TASK STATEMENT: With the images excluded, set down every line of the listing below exactly.

INFORMATION:
◇ ◇ ◇

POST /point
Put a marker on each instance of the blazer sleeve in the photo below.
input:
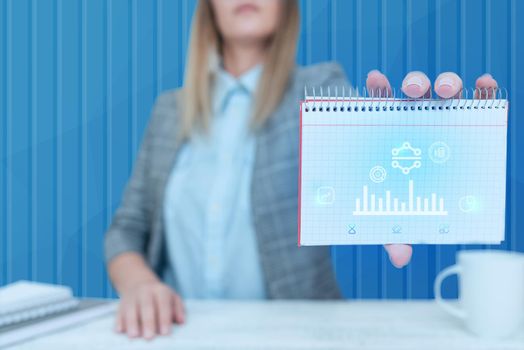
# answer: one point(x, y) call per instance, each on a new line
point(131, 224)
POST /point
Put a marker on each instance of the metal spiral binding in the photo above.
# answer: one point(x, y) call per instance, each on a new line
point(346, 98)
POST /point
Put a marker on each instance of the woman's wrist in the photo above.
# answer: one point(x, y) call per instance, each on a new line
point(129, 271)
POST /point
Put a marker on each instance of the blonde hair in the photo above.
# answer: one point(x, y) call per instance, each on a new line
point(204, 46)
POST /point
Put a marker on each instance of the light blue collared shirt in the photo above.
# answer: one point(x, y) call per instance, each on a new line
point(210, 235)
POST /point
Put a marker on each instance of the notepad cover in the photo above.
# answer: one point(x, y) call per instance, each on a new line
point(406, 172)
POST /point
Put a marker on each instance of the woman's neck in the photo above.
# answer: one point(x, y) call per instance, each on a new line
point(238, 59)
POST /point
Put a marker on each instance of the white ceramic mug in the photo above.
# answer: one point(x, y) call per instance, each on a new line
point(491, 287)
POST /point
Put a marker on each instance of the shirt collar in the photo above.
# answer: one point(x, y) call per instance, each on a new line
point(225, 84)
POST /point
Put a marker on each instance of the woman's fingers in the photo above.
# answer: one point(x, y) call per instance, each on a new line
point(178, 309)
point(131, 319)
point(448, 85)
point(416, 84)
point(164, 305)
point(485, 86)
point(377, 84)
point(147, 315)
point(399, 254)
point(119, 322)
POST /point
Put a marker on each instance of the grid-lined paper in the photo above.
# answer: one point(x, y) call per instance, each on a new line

◇ ◇ ◇

SOLVED PROBLEM:
POST /point
Put a marker on each instance of the blazer sleeve in the photo below.
input:
# answer: one point(x, y) call per instance, each on a new line
point(131, 224)
POST /point
Put a marker on each instance of the metal spiral binding in the photo above.
# answer: one point(x, y) call per instance, each on a new line
point(346, 98)
POST /point
Put a marker on each instance of the woman's wrist in the photo above.
# answer: one point(x, y) call per instance, each on a new line
point(129, 271)
POST /point
Put a marker on each instance of the blonde hair in the photo above.
# answer: one point(x, y) call per instance, each on a new line
point(204, 46)
POST /point
Put a marker on each instance of the light blue collared shirt in the photo above.
# answer: one point(x, y) call per instance, each on a new line
point(210, 235)
POST /point
Put a marker on each instance of the notepad cover in the photo above.
# answer: one point(x, y) call per instance, each on a new line
point(406, 172)
POST /point
Put a marker on each instance of the woman's neck in the photo above.
# answer: one point(x, y) call per instance, each on a new line
point(238, 59)
POST /point
Put a marker on each instance of the white ceramic mug in the photo above.
# answer: one point(x, y) call per instance, each on a new line
point(491, 287)
POST /point
Put a marker on each instance of the shirt collar in the photo above.
# answer: one point(x, y) call per instance, each on a new line
point(225, 84)
POST /point
Put a marker on each instance of the woman's fingers in the photo above.
# answer: one point(x, y) call per instance, each on a new line
point(178, 309)
point(131, 319)
point(448, 85)
point(416, 84)
point(164, 305)
point(485, 86)
point(377, 84)
point(147, 315)
point(399, 254)
point(119, 322)
POST /point
Put a marker on each instance of the grid-lined paper in the photo above.
# answer: one point(x, y) call per instance, each on a new line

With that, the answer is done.